*Problem statement*
Rewrite the rows below, changing "Put a dot on" to "Place a point on" wherever it occurs and keeping everything else the same.

A block of data:
----

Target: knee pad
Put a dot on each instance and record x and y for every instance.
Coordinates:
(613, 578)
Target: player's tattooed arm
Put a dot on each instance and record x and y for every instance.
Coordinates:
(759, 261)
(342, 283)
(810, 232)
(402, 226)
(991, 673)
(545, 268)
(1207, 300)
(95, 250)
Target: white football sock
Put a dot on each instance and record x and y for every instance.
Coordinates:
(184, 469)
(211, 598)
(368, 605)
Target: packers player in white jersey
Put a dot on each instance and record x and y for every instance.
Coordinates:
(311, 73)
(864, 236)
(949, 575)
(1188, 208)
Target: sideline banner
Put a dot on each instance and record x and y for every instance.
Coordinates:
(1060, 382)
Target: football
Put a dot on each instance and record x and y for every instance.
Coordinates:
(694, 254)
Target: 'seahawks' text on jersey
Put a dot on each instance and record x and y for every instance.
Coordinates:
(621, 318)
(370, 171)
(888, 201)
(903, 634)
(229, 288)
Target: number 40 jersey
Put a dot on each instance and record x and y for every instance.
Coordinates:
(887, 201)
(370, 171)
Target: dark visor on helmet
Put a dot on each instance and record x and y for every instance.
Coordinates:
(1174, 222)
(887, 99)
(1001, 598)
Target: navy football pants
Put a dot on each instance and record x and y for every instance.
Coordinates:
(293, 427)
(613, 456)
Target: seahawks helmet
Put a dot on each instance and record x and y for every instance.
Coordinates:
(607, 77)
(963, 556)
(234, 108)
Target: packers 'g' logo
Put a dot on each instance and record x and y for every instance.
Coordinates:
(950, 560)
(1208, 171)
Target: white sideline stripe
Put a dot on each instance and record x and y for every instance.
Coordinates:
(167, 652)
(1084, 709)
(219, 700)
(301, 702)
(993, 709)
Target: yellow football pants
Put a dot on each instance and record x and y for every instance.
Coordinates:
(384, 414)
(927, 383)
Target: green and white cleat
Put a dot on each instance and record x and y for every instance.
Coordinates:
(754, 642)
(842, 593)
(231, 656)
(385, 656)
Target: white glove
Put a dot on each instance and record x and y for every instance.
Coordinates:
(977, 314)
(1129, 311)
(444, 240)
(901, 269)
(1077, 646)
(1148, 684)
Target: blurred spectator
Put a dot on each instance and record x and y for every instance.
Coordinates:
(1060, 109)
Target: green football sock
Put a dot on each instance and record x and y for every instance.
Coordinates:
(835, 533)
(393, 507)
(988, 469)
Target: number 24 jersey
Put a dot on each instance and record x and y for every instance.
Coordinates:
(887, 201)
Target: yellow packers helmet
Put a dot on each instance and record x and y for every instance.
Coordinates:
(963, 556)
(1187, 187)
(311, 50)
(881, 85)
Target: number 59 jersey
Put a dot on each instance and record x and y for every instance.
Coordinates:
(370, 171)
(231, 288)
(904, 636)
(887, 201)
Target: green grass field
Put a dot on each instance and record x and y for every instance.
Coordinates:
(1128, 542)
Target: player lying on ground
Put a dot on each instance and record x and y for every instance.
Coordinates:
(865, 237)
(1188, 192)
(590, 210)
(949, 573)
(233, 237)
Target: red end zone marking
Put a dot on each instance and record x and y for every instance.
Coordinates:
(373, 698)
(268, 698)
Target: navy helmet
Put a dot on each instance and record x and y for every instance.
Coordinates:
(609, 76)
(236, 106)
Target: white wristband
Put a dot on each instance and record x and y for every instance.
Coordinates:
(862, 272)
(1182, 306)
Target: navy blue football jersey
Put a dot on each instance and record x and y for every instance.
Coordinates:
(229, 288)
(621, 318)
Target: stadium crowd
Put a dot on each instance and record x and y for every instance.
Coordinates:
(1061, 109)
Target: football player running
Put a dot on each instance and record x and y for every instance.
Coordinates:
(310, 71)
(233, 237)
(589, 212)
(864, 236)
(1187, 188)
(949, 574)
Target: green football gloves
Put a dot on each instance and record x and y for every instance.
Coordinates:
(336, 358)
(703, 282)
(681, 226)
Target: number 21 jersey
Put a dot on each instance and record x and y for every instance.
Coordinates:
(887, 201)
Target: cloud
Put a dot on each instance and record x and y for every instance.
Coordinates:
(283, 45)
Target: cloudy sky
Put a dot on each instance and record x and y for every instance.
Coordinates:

----

*Solved problem*
Target: knee pad
Place a point on each instance and record x and y for every instance.
Coordinates:
(613, 578)
Target: player's tattooed arm
Place a point on each instance and record x and y for every instance.
Coordinates:
(759, 261)
(342, 283)
(810, 232)
(402, 226)
(991, 673)
(545, 268)
(1207, 300)
(95, 250)
Target: white football sock
Place a point on each instance and record x and y for every instance.
Coordinates:
(184, 469)
(211, 598)
(368, 605)
Target: packers player in white jersey
Place a point on each instance and record x and y for every instance.
Coordinates:
(311, 73)
(864, 236)
(949, 575)
(1188, 208)
Target: sideline banner
Place a point on each instance and record x and y for every instance.
Coordinates:
(1060, 382)
Target: football
Place a point on each instance and record x and y for every instance.
Coordinates:
(694, 254)
Target: 'seahawks' text on jersey
Place a point on each instance and record x and y for every instance.
Coordinates:
(621, 318)
(370, 171)
(888, 201)
(903, 634)
(229, 288)
Target: number 40 jersey
Place a point on each instance and record x and y for every instance.
Coordinates:
(887, 201)
(370, 171)
Target: dark visor on helmet
Place a point on each instance and record x and y for every instance.
Coordinates:
(1174, 222)
(887, 99)
(1001, 598)
Target: navy football pants
Place a point on each instance and record x and y for every instance.
Coordinates:
(293, 427)
(613, 456)
Target: seahawks helmet
Place a point on each instance and record x and y for every instance.
Coordinates:
(607, 77)
(963, 556)
(234, 108)
Target: packers 'g' logo
Place a point on each instance and record x and y for every instance.
Coordinates:
(950, 560)
(1208, 171)
Target: white sideline stripe
Place a point on each instance and record x and y for every instance.
Coordinates:
(167, 652)
(1084, 709)
(219, 700)
(301, 702)
(993, 709)
Target: yellow football pants
Place a point on each instance and record x and y for every instance.
Coordinates:
(384, 414)
(927, 383)
Target: green and white cleat
Place a point on each instance and record x and y for every instance.
Coordinates:
(754, 642)
(842, 593)
(231, 656)
(385, 656)
Target: white glove
Place a point on each instance and record x and y for every instance.
Coordinates:
(977, 314)
(1129, 311)
(444, 240)
(901, 269)
(1077, 646)
(1148, 684)
Target: blurred spectator
Place a point on each instance and record x and y for every instance.
Coordinates:
(1060, 109)
Target: green football sock
Place a point on each instance and record x and y for every instance.
Coordinates:
(835, 533)
(393, 507)
(988, 469)
Target: number 24 jersey
Place a point on each instance and record x and y for every instance.
Coordinates:
(887, 201)
Target: yellow packers helmet
Place a point on each instance and record x and y for every instance.
Coordinates:
(963, 556)
(1187, 187)
(311, 50)
(881, 85)
Target: number 59 jersey
Place a point on each instance and record x and y for every instance.
Coordinates:
(370, 171)
(231, 288)
(904, 636)
(887, 201)
Target: green grass field
Place a point on each instance and record x and y for every instance.
Coordinates:
(1128, 542)
Target: player lying on ground
Place a point on each instance and record x and y for every instance.
Coordinates:
(865, 237)
(1188, 192)
(590, 210)
(949, 573)
(233, 237)
Target: red end zone marking
Place a point on each instance and record x and y for every instance.
Coordinates:
(373, 698)
(268, 698)
Target: navy helmet
Place a point on each instance and record x and y for every instance.
Coordinates:
(609, 76)
(236, 106)
Target: white wristband
Place a point on each instance and record x and y for every instance.
Coordinates:
(862, 272)
(1182, 306)
Target: navy blue football jersey
Place a point on each instance and record x and y for every instance.
Coordinates:
(229, 288)
(621, 318)
Target: stadium crowd
Place a point on each instance and record x and y for every instance.
Coordinates:
(1061, 109)
Target: football player running
Place a point on each instance and record x and y for every instance.
Coordinates:
(310, 71)
(233, 237)
(589, 212)
(864, 236)
(1187, 188)
(949, 574)
Target: green football gloves
Place a point on each instance and record x and y for every instance.
Coordinates:
(336, 358)
(703, 282)
(681, 226)
Target: number 21 jersey
Place a point on each instance and record x and y for every instance.
Coordinates:
(887, 201)
Target: cloud
Place a point on each instance and record x and y for every instance.
Coordinates:
(283, 45)
Target: cloudy sky
Place a point on each instance and record x and y for every instance.
Coordinates:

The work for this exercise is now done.